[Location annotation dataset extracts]
>> begin

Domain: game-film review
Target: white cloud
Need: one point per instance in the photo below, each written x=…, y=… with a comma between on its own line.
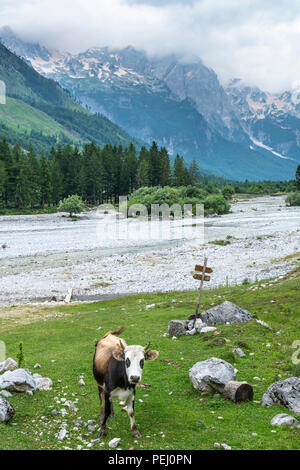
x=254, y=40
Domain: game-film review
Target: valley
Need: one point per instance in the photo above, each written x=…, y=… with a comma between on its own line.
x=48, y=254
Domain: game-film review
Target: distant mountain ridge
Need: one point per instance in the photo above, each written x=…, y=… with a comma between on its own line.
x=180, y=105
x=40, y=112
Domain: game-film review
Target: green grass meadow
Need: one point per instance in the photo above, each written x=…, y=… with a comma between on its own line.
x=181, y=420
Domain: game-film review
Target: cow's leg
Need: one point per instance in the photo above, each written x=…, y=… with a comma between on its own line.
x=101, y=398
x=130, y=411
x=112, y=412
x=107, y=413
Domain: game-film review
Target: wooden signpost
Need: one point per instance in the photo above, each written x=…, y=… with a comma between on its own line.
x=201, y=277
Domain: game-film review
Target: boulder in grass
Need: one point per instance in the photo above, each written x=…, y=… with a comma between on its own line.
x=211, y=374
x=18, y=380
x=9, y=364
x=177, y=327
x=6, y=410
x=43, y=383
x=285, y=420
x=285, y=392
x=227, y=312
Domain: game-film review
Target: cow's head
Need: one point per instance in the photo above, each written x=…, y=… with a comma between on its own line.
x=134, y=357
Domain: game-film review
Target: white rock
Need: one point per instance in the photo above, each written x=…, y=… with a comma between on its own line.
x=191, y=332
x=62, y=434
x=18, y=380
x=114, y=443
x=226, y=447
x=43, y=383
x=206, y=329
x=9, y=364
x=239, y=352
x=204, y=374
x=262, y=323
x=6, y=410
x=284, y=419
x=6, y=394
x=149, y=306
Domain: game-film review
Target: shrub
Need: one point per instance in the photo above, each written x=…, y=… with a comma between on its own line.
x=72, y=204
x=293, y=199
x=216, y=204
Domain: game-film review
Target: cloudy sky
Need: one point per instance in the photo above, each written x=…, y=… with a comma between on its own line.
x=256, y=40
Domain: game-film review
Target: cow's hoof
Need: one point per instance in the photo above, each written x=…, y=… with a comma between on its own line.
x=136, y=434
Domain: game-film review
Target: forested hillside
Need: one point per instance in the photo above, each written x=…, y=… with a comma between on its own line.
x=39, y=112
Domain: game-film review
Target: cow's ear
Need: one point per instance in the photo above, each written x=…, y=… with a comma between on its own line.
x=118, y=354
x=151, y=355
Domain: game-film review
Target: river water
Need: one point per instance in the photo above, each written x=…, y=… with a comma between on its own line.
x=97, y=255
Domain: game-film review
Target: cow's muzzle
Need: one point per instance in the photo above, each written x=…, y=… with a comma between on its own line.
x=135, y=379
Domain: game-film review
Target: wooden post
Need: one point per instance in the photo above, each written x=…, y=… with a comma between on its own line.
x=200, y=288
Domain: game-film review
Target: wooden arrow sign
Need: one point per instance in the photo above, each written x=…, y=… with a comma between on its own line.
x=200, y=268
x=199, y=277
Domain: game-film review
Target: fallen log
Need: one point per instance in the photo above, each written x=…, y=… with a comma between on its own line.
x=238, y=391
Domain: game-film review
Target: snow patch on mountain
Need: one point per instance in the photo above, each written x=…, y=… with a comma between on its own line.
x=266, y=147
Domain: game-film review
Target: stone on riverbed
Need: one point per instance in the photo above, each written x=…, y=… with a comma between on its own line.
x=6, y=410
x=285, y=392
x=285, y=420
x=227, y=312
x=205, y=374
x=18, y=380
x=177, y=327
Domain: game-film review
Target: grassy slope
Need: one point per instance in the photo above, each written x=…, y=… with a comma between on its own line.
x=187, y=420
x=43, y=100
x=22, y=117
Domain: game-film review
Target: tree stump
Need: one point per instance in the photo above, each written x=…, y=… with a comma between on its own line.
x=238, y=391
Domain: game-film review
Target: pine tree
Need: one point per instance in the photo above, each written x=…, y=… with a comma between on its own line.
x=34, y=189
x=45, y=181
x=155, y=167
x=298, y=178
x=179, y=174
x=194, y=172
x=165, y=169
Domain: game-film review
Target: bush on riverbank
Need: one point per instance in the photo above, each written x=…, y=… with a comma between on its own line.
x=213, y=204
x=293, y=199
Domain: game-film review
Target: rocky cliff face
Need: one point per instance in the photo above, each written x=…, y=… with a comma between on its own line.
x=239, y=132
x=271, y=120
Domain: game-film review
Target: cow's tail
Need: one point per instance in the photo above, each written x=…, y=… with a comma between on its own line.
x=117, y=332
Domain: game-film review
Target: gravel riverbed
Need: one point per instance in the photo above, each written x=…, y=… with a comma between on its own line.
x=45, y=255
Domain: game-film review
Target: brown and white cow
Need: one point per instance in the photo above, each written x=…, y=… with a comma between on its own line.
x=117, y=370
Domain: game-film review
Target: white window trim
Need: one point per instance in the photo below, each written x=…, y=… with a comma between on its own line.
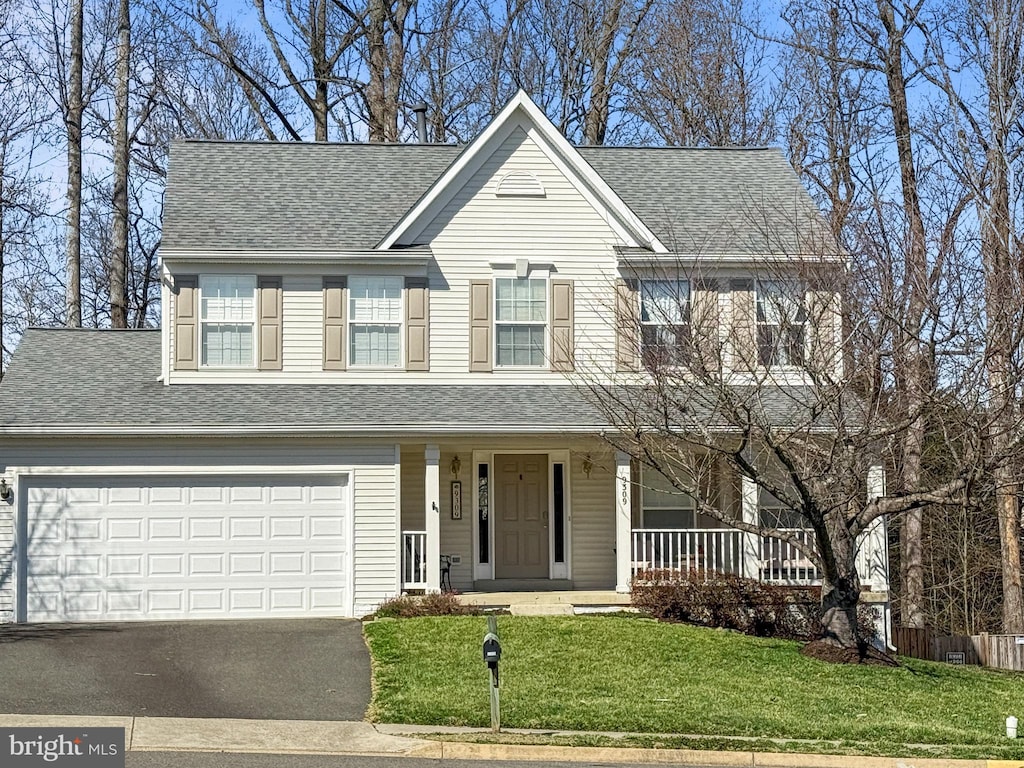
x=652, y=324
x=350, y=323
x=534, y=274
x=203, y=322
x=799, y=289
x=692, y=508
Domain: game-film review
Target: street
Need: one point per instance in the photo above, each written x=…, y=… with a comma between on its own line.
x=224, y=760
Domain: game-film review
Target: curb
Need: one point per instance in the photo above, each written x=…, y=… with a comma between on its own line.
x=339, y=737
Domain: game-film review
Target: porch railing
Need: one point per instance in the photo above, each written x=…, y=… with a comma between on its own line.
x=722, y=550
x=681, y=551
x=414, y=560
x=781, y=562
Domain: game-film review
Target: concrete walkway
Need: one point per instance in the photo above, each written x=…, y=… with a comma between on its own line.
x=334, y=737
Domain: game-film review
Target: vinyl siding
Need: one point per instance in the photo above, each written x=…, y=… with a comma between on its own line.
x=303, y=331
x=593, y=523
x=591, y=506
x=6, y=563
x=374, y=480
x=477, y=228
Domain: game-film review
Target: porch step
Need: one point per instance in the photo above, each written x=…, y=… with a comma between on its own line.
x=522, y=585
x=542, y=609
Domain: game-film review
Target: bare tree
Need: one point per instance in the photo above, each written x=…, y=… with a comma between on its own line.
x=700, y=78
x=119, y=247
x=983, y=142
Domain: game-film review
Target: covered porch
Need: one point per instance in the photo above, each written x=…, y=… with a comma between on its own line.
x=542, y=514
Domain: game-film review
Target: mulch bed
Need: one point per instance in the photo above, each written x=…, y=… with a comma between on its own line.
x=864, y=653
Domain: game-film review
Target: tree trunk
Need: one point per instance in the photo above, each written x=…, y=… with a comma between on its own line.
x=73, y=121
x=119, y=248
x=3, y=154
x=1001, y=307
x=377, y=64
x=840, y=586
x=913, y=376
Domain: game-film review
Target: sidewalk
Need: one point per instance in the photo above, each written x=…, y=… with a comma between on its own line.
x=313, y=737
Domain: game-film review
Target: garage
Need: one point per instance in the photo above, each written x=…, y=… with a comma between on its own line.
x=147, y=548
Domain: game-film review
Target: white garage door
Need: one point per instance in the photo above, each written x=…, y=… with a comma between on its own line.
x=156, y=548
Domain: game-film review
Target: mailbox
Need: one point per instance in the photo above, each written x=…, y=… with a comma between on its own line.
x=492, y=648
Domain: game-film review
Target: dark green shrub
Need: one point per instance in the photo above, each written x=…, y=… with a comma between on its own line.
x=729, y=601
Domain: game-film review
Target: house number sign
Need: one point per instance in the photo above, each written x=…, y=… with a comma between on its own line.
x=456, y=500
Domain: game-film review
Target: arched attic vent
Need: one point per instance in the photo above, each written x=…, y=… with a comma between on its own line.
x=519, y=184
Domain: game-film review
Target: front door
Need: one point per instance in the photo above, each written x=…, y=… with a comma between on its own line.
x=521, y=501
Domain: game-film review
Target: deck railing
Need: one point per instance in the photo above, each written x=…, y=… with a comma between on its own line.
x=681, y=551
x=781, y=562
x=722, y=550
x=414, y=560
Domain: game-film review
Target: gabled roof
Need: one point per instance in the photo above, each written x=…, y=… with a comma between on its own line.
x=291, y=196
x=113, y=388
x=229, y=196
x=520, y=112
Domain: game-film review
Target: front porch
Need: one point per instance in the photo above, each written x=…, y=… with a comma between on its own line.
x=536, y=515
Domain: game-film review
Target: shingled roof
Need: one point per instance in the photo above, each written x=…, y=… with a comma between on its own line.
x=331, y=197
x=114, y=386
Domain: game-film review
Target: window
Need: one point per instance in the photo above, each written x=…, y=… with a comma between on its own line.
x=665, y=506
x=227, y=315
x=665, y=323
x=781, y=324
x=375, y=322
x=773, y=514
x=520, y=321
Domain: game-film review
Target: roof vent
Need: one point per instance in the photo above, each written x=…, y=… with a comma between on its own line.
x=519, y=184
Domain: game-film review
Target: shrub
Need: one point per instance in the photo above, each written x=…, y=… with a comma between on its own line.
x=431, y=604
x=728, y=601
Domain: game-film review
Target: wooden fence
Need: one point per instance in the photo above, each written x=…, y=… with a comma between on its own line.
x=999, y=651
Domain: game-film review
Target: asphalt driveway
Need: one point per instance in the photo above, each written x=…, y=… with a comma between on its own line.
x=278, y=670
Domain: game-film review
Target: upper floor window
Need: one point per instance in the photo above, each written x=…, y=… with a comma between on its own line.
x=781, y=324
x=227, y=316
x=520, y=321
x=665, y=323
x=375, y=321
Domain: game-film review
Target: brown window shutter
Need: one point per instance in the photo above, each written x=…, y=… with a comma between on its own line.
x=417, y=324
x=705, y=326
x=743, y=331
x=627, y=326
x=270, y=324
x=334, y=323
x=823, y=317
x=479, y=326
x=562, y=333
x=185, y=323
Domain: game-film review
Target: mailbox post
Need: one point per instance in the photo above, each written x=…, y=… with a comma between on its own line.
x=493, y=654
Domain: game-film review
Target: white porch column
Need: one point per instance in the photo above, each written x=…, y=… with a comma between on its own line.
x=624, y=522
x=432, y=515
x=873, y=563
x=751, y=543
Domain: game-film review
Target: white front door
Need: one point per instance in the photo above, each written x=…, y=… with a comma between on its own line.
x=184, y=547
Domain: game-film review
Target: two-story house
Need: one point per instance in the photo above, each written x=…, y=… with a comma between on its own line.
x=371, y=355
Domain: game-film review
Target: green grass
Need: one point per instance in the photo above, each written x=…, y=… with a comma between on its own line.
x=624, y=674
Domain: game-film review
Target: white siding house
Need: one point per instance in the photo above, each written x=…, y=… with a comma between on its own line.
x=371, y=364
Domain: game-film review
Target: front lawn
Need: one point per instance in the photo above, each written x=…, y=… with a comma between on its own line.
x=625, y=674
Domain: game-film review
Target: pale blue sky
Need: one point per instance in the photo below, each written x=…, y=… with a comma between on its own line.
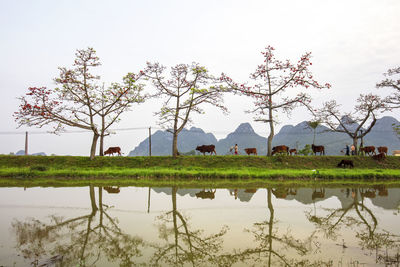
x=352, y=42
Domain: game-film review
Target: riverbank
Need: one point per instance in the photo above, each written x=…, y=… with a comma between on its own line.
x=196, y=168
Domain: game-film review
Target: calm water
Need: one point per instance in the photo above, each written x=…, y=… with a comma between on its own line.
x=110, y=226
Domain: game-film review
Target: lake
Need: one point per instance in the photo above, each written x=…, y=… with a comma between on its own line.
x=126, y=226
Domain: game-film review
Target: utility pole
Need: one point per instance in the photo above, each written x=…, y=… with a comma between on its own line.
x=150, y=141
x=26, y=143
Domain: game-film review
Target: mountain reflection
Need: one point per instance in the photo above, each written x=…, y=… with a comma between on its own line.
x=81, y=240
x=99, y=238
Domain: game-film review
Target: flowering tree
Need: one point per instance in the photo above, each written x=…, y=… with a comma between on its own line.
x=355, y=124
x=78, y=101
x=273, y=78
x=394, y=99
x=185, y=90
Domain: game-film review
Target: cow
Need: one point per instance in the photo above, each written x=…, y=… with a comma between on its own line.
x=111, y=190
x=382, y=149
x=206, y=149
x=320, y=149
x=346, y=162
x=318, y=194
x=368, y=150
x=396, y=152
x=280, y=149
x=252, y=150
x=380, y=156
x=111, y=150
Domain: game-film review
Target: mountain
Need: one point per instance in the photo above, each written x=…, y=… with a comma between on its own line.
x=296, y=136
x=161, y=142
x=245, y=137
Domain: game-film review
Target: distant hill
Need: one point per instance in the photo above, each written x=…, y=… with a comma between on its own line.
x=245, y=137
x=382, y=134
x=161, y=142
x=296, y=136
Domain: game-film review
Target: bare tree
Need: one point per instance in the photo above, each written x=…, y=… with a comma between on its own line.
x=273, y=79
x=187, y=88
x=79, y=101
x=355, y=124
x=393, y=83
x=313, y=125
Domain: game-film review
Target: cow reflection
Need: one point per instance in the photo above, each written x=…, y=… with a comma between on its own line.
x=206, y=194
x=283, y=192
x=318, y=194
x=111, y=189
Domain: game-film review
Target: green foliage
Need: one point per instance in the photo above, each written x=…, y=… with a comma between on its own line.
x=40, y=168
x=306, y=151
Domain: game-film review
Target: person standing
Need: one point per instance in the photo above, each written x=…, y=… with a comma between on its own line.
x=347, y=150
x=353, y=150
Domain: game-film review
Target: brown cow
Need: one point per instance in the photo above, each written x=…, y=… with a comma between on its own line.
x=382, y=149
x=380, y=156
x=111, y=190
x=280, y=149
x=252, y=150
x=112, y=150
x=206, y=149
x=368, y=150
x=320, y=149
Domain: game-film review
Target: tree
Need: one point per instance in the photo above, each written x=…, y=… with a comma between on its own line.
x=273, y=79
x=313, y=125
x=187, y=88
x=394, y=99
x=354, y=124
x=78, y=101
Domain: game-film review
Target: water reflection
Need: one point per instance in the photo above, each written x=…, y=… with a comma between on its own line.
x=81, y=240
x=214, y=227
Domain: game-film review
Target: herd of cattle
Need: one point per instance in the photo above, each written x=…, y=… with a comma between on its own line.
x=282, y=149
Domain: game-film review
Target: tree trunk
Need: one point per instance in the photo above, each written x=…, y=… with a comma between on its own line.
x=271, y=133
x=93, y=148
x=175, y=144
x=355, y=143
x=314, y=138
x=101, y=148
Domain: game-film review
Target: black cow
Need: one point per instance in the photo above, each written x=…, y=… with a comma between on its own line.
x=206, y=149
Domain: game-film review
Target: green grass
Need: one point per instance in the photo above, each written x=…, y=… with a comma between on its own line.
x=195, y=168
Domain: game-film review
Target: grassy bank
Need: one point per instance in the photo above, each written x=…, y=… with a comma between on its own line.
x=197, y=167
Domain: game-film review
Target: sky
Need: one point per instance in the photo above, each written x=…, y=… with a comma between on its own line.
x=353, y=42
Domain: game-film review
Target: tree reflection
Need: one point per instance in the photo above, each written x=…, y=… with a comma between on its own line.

>> end

Report each line of the rows above that contains the string "mailbox", matching case exactly.

▶ **TASK RESULT**:
Target: mailbox
Target: mailbox post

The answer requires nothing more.